Print verbatim every line starting at the one that contains "Where can the beige" and ending at the final line of the records; include both endpoints.

Segment Start: RECORDED DATA

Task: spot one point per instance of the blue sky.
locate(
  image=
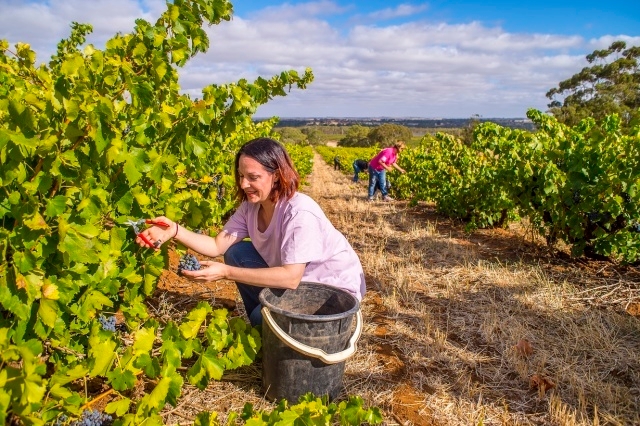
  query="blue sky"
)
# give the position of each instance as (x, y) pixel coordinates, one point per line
(370, 58)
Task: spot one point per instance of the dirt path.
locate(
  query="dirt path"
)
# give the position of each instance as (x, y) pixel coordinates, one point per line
(443, 313)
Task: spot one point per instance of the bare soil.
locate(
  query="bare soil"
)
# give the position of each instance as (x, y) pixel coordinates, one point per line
(444, 314)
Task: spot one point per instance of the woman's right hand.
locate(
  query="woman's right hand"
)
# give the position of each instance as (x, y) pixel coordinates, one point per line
(157, 234)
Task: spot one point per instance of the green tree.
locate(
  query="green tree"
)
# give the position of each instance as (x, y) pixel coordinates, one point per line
(610, 85)
(387, 134)
(290, 135)
(356, 135)
(466, 135)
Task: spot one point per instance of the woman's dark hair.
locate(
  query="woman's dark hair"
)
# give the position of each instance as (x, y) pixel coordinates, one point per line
(275, 159)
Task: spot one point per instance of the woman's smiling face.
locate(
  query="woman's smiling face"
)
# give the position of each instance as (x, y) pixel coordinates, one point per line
(256, 181)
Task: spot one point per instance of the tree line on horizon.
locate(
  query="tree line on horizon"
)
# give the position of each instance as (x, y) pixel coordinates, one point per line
(609, 85)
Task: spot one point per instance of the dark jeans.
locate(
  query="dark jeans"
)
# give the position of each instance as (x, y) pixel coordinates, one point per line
(377, 179)
(244, 255)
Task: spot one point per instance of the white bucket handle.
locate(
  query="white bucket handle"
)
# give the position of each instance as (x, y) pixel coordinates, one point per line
(309, 350)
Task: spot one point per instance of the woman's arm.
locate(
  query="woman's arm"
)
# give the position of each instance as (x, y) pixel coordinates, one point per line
(200, 243)
(400, 169)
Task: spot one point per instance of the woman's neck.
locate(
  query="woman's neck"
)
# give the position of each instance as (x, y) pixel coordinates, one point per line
(265, 214)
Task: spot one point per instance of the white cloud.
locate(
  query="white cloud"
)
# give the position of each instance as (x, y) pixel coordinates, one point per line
(399, 11)
(411, 69)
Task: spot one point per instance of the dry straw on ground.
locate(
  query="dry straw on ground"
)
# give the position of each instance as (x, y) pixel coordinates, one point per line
(446, 315)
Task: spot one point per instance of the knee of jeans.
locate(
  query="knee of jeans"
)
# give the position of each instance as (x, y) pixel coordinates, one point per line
(230, 255)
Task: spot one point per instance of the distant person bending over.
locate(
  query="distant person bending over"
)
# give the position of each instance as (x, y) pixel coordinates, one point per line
(359, 166)
(291, 238)
(383, 162)
(337, 165)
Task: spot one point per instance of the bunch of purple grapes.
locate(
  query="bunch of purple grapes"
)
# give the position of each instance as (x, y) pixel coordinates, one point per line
(188, 262)
(108, 324)
(93, 418)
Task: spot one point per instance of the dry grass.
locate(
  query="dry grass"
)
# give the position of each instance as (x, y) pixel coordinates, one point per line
(443, 314)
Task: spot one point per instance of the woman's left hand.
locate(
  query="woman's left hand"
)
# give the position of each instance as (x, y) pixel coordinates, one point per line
(211, 271)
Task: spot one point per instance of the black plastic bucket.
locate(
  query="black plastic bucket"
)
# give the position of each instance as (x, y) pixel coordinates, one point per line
(306, 339)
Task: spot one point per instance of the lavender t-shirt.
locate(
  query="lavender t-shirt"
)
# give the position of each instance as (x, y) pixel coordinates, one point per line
(387, 156)
(300, 232)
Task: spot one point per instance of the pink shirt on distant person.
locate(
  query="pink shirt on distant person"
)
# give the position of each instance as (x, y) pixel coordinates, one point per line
(387, 156)
(300, 232)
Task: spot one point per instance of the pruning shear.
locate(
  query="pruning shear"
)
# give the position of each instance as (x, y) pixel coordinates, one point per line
(137, 224)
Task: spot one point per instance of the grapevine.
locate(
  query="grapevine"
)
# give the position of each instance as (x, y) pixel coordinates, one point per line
(188, 262)
(108, 323)
(88, 140)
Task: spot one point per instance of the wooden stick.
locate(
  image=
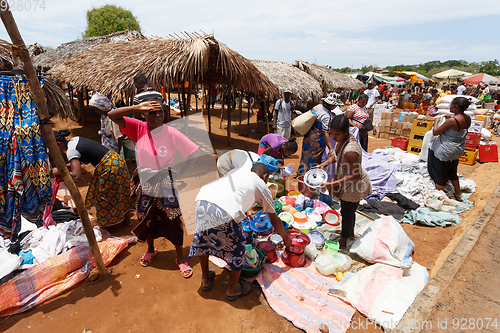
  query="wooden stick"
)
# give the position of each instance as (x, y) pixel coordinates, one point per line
(48, 136)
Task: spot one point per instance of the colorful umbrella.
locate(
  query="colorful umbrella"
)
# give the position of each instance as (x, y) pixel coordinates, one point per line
(481, 78)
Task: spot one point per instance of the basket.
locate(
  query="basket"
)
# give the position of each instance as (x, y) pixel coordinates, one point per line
(251, 272)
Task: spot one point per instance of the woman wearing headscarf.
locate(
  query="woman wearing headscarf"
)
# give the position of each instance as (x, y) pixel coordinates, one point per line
(318, 137)
(109, 189)
(111, 137)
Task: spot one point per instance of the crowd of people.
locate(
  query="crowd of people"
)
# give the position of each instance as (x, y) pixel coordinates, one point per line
(150, 190)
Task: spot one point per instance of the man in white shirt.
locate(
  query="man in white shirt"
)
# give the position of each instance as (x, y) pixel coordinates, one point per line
(373, 97)
(461, 89)
(283, 114)
(220, 207)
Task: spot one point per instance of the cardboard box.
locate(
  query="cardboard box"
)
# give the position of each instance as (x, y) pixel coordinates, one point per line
(488, 153)
(469, 156)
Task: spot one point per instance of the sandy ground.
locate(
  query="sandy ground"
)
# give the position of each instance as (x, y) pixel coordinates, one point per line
(157, 299)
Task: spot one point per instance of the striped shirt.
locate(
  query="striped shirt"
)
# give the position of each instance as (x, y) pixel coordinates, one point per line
(360, 114)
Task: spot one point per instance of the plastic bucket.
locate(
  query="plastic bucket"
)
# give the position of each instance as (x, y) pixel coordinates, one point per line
(304, 189)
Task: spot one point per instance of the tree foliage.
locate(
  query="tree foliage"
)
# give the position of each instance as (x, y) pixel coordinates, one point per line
(108, 19)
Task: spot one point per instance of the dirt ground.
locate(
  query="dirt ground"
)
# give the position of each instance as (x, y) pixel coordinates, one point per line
(133, 298)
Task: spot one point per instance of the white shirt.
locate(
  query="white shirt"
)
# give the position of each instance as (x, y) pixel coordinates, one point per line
(461, 89)
(372, 97)
(237, 192)
(284, 113)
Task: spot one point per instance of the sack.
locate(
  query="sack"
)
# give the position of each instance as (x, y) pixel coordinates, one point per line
(303, 123)
(367, 124)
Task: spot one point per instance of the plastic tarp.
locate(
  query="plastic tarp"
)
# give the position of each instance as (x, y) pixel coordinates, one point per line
(414, 76)
(386, 79)
(451, 74)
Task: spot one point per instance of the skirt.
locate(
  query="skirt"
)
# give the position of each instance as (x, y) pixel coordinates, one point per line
(158, 216)
(109, 190)
(218, 235)
(313, 147)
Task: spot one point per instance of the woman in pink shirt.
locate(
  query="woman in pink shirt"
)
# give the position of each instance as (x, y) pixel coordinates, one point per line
(157, 205)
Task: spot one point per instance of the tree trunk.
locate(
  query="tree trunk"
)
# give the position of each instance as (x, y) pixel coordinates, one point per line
(48, 135)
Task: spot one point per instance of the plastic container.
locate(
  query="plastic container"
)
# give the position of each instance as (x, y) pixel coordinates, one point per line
(329, 262)
(332, 217)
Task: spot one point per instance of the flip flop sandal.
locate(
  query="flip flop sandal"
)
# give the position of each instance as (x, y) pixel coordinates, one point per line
(246, 288)
(147, 258)
(184, 267)
(212, 277)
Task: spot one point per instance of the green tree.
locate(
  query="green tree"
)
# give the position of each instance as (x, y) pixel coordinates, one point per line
(108, 19)
(491, 67)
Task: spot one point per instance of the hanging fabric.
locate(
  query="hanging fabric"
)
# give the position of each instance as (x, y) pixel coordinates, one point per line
(24, 175)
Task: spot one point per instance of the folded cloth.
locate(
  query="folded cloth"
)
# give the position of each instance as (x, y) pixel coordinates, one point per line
(382, 208)
(403, 201)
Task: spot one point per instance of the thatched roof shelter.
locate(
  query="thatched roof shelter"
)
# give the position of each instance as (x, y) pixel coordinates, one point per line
(49, 59)
(109, 68)
(328, 77)
(286, 76)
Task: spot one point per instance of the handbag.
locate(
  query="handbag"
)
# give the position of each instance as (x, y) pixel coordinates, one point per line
(367, 124)
(303, 123)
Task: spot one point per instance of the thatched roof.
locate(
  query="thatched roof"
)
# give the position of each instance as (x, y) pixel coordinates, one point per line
(50, 59)
(165, 61)
(36, 49)
(328, 77)
(286, 76)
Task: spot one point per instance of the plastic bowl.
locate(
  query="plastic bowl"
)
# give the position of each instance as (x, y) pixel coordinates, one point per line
(332, 217)
(251, 272)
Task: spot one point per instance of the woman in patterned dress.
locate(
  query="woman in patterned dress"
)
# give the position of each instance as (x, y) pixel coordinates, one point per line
(351, 182)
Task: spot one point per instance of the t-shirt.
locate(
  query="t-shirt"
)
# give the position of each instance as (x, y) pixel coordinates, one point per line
(237, 192)
(86, 150)
(156, 149)
(360, 114)
(461, 89)
(372, 97)
(284, 113)
(148, 95)
(273, 140)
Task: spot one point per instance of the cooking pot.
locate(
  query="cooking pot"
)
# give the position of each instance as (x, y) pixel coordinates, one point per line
(299, 241)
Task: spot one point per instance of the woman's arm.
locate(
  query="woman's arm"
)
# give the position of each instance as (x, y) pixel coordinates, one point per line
(117, 115)
(436, 130)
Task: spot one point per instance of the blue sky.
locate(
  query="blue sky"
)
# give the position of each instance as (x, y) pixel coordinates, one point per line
(335, 33)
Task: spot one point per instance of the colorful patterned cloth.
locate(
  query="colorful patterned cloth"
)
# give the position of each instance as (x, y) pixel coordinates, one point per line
(51, 278)
(224, 240)
(24, 175)
(109, 190)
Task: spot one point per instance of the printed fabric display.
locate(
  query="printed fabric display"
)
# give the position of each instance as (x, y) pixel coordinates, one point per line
(24, 175)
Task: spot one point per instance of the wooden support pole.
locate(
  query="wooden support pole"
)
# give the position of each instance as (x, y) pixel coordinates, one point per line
(48, 136)
(80, 105)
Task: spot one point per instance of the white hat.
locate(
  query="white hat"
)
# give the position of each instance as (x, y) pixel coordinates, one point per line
(332, 99)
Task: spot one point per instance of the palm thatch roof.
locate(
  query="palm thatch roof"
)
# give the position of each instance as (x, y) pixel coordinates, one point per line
(36, 49)
(286, 76)
(109, 69)
(49, 59)
(56, 98)
(328, 77)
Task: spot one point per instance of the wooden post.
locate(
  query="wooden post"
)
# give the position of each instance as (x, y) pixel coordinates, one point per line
(230, 98)
(80, 105)
(48, 136)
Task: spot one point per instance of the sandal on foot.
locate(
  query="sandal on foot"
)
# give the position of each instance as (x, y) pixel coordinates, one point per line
(147, 258)
(246, 288)
(212, 277)
(186, 270)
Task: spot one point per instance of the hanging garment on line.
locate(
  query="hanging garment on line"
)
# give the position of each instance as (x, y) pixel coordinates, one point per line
(24, 175)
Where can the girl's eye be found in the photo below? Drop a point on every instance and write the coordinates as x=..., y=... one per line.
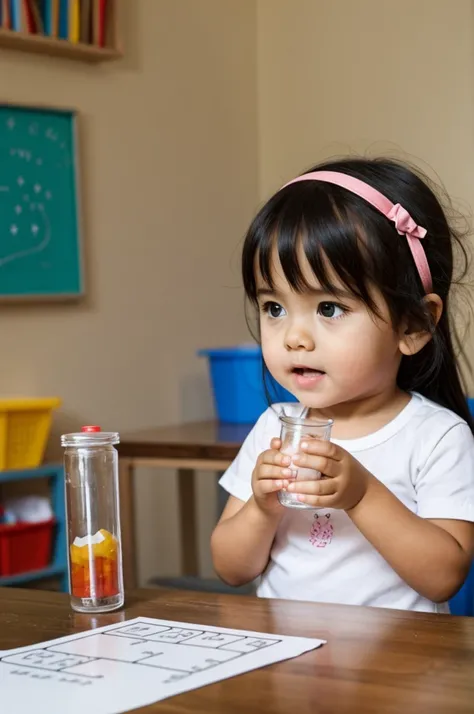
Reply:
x=331, y=310
x=273, y=309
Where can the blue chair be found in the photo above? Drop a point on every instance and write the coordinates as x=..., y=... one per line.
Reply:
x=463, y=602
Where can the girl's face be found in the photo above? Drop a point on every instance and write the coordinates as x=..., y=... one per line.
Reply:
x=328, y=351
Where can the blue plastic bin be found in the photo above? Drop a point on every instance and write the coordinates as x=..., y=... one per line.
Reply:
x=238, y=385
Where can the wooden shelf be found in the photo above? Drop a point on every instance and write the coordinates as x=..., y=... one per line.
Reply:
x=54, y=47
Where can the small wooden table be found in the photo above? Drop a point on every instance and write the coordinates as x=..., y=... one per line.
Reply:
x=206, y=445
x=375, y=661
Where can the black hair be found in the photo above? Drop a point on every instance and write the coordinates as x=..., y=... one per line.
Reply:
x=342, y=234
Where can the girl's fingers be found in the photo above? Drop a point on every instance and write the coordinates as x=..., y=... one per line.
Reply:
x=273, y=457
x=318, y=447
x=272, y=485
x=324, y=465
x=320, y=487
x=266, y=471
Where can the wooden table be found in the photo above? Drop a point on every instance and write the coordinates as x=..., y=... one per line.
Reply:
x=207, y=446
x=376, y=661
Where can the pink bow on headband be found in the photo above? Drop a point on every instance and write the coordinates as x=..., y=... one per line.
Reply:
x=404, y=223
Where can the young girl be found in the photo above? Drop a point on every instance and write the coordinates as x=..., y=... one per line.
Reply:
x=350, y=267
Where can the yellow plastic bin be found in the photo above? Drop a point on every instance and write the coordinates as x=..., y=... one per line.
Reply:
x=25, y=425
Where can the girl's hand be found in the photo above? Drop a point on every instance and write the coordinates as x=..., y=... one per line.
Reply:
x=271, y=474
x=344, y=481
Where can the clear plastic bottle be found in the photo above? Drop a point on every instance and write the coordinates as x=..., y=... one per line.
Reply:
x=294, y=430
x=93, y=520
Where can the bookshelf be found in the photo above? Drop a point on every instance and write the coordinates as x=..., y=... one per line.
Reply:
x=90, y=37
x=54, y=47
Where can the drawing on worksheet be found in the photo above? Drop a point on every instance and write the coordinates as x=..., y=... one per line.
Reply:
x=128, y=665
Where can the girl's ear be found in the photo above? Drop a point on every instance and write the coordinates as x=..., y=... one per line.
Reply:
x=412, y=341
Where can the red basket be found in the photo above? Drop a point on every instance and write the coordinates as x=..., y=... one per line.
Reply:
x=25, y=547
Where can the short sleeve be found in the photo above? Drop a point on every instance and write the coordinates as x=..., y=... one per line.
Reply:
x=445, y=484
x=237, y=480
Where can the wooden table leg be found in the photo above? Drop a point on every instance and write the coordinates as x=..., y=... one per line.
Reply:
x=127, y=521
x=188, y=522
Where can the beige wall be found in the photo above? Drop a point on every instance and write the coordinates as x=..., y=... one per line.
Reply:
x=337, y=76
x=170, y=181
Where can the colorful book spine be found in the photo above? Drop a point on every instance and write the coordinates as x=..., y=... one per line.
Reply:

Segment End: RECORDED DATA

SOLUTION.
Where can the beige wall be found in the photo above? Drop a point on every instance and write the coordinates as x=..., y=... one per line.
Reply:
x=337, y=76
x=170, y=181
Where can the colorful book spine be found in the photo above? Drop a point on every instance and write the coordinates as x=..., y=... one per line.
Reply:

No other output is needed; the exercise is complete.